■ DOCUMENT SEGMENT:
Winter weight wait

opinion
December 1, 2011
This article was published more than 2 years ago.
Est. Reading Time: 3 minutes

Instead of loading up for the winter squirrel-style, take steps to gets your new years resolution done early.

Rob Hardy

Silhouette Staff

 

With the holiday season approaching, let’s do a little rewind. Think back eleven months to remember if you were one of the many people out there who made what is likely the number-one New Year’s Revolution of all time: to lose weight. Next, think ahead to next month, at the daunting task of getting into shape after several weeks of missed workouts and general debauchery. Now, thank me for giving you a heads-up prior to all the festive madness and the possible damage.

Every January, media goes on autopilot generating the same batch of New Year fitness articles that many could write from rote memory. While some of these articles are written well by qualified professionals, this idea that fitness initiatives will succeed when the calendar year changes is extremely misguided. I’m writing this for two reasons: first, to open up your mind to the possibility of perhaps starting this important resolution one month early so as to be ahead of the race, and secondly, to help you understand that false starts are nothing to beat yourself over.

As wonderful as the thought of successfully applied ideals is, we have to first realize that a path to fitness is something that is achieved through our own inner clock and flow, not an external tracking of time. During my years studying fitness, health and personal training at the college level, I never heard anyone specifically state that everything we do in life, including the life patterns we exist in, has virtually everything to do with the mind. But our psychology dictates the decisions we make, and this also has a lot to do with our biochemistry – therefore, our motivation and the extent of our willpower.

There is something to be said for sticking with a fitness program through sheer discipline alone, but if it’s a struggle to fit it into your life, you may need a partial revamp of life itself. Your overall vitality depends on everything you do for the entire day, not just the couple of hours you exercise and eat. For example, if you are working ten hours a day and commuting another three hours, the chances of long-term success in a balanced fitness program are quite low. Taking steps to health involves, realistically for many of us, a gradual rebuild of your whole lifestyle in order to suit all your goals and priorities – not those of your boss.

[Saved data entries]

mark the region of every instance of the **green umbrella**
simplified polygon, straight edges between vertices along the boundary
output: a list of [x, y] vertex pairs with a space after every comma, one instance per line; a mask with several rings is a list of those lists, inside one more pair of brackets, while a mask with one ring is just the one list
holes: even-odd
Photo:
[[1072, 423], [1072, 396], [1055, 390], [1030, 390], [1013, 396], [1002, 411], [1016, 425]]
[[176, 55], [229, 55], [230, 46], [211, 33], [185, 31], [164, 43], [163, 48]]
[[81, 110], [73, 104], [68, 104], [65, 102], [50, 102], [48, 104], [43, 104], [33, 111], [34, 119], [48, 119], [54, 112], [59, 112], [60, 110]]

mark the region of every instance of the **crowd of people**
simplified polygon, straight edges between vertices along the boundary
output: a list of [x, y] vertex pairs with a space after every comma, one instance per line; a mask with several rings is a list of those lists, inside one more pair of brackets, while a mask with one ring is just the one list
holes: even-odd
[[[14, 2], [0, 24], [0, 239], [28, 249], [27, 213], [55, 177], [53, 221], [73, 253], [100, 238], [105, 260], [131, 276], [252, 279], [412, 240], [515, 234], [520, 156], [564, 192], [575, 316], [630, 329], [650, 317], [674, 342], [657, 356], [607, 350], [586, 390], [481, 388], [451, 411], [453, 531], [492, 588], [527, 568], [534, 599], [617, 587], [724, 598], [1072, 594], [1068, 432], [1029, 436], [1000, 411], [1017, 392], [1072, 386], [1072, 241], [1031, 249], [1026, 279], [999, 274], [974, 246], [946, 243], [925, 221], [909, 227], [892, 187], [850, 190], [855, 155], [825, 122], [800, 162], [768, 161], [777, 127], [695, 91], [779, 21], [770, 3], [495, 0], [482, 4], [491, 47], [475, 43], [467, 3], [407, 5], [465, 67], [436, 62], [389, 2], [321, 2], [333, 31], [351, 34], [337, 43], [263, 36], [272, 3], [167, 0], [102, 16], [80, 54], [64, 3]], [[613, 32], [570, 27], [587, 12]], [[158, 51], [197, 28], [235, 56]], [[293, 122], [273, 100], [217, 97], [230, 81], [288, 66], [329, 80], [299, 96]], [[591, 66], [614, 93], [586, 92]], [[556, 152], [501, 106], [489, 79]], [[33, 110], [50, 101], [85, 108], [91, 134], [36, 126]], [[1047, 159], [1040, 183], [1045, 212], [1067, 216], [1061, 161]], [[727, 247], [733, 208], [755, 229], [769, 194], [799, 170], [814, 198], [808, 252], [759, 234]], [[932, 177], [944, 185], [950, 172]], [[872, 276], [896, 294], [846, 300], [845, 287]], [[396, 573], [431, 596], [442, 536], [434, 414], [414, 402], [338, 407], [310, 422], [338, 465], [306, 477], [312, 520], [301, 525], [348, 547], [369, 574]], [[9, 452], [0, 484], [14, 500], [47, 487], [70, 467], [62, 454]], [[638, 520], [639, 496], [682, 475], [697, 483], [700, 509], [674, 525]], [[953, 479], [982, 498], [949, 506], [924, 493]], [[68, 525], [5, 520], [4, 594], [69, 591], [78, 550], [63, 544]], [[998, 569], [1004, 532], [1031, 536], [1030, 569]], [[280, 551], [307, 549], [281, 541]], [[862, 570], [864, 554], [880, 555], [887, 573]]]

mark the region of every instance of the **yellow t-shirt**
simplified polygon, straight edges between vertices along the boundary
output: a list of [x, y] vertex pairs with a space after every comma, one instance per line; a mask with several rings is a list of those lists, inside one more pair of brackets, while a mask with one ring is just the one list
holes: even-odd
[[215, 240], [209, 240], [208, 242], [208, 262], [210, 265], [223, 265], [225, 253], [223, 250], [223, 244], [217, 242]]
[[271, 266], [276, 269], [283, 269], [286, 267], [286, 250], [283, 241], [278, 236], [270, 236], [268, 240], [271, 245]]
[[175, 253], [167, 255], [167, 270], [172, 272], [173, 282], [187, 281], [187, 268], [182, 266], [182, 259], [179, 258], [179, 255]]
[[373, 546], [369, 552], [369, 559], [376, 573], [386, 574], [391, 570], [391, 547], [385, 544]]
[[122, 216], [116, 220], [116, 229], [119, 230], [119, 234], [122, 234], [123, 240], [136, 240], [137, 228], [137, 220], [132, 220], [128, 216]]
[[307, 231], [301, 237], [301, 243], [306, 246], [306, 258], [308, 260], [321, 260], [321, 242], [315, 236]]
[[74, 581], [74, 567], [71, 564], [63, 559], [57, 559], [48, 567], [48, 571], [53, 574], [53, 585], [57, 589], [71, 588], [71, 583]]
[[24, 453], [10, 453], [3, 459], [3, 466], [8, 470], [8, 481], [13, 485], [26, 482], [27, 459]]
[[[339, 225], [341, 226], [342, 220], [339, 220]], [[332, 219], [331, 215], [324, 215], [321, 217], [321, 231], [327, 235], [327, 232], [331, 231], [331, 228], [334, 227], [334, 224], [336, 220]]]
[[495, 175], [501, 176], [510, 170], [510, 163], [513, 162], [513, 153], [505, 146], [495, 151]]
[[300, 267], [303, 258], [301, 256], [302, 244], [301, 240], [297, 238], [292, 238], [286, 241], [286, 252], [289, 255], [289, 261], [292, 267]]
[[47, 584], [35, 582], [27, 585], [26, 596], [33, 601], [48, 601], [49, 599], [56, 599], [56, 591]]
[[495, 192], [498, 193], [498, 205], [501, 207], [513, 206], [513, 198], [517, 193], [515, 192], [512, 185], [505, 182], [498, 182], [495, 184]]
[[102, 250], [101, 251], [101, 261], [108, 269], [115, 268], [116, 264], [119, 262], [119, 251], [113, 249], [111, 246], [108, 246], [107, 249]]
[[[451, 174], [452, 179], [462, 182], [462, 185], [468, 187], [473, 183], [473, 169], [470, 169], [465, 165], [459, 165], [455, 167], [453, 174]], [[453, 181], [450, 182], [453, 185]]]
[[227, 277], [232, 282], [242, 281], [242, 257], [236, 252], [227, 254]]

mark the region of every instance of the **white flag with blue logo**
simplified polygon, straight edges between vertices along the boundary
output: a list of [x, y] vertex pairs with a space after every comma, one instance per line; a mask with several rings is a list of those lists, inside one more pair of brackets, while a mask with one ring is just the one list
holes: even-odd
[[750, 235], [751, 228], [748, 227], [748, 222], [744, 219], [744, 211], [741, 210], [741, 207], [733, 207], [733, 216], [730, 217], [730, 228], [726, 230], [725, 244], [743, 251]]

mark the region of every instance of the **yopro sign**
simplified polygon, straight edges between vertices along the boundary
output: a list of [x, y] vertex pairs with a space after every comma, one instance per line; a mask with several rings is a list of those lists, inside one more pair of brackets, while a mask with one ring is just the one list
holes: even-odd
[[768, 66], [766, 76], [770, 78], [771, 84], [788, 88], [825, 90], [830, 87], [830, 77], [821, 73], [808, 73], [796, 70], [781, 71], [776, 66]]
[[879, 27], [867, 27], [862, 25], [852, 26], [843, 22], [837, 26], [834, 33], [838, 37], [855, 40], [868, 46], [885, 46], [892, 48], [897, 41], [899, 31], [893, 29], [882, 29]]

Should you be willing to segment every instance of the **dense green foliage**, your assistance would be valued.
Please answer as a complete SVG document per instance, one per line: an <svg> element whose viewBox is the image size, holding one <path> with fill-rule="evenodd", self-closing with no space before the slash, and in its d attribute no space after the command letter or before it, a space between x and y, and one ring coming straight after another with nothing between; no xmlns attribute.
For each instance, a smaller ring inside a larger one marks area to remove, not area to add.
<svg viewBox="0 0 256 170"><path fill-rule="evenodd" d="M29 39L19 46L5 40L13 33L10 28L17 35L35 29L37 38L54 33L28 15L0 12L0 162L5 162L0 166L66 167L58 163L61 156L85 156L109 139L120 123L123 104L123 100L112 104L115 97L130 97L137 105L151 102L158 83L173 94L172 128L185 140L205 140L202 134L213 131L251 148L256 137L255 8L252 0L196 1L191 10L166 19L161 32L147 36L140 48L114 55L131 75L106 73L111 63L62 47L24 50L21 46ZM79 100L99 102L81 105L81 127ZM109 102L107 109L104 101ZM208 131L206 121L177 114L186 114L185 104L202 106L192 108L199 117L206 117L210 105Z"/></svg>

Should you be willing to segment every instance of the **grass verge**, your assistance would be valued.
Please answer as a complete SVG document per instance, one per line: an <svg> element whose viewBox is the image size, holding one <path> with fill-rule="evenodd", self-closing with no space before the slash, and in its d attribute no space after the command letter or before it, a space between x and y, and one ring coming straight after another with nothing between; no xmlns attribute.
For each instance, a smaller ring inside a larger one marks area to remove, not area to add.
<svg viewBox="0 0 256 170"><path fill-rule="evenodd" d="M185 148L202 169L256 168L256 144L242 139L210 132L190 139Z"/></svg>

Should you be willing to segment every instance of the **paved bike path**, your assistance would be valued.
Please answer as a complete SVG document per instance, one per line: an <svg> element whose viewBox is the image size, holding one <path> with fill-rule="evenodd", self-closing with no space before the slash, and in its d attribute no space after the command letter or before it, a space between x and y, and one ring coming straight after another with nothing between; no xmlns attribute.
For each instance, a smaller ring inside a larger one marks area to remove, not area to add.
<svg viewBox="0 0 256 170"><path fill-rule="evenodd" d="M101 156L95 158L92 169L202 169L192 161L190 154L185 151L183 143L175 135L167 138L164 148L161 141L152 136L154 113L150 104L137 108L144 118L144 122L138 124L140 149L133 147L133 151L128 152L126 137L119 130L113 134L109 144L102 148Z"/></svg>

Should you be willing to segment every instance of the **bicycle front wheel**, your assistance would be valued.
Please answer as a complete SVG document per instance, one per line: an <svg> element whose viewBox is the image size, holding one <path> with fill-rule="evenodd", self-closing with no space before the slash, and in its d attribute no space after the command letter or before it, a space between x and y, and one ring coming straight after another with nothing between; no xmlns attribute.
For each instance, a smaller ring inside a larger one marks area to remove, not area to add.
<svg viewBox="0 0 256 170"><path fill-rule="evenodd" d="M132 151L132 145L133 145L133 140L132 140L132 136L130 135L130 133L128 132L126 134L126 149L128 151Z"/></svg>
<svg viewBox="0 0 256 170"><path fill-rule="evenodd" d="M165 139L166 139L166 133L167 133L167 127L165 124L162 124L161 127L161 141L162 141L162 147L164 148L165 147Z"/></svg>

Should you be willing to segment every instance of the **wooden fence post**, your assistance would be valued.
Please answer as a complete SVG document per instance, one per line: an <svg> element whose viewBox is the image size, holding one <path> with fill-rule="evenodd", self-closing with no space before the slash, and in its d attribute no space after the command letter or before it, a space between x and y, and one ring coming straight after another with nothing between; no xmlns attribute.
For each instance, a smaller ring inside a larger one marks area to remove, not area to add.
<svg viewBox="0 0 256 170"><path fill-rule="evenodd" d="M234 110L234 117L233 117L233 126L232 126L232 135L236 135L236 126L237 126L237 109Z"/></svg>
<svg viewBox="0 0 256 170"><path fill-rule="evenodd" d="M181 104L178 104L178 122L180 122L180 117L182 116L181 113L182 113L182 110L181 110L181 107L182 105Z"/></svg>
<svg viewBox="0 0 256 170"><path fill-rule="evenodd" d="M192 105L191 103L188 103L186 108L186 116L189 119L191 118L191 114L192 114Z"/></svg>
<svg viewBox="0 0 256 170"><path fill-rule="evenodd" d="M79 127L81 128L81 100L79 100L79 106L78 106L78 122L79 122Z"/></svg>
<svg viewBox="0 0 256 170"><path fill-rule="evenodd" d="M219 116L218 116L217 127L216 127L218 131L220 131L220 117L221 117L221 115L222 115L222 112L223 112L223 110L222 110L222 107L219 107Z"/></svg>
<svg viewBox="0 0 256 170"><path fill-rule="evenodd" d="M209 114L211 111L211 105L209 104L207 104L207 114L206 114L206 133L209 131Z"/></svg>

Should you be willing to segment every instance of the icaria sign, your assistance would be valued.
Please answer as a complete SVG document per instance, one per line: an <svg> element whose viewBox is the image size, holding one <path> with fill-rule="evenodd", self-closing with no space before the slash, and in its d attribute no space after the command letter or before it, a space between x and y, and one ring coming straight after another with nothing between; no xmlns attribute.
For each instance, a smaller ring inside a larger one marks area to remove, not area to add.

■ ASSIGNMENT: Continue the opinion piece on holiday weight gain and New Year's fitness resolutions, starting right after its last sentence.

■ OUTPUT BELOW:
This may seem discouraging, but I challenge any personal trainer out there to disprove this claim. To have a state of optimal health involves not only an exercise regimen, but mastering other factors, like the role of vitamins and minerals. The average student, for instance, will be hard-pressed to truly live an all-round balanced life in the midst of enormous pressures on their time and energy. Of course, varsity athletes often succeed at this, but mostly after having fit the requirements into a carefully-crafted routine, with sacrifices along the way and a strong support network – factors that eventually breed hard-earned success that leaves no doubt.

Though this sounds a bit bleak, this is the real reason why many New Year’s resolutions fail. An overwight body is seen as the sole problem instead of a symptom of larger imbalances.

But with that said, I believe that any attempt to exercise, move and be active should definitely be celebrated. Even two weeks of moderate activity brings more health benefits than most realize. Falling off the wagon should not be the focus, except as a springboard for renewed commitment. I “failed” many times years ago, before I ever had an inkling that life’s crazy path would one day find me studying fitness professionally.

As the holidays approach, those of you contemplating this goal should not be hard on yourselves for the slips. Where we need to apply this militant attitude, though, is in pushing ourselves to keep going and get better, because even personal trainers can hit slumps, but we can all strive to overcome them.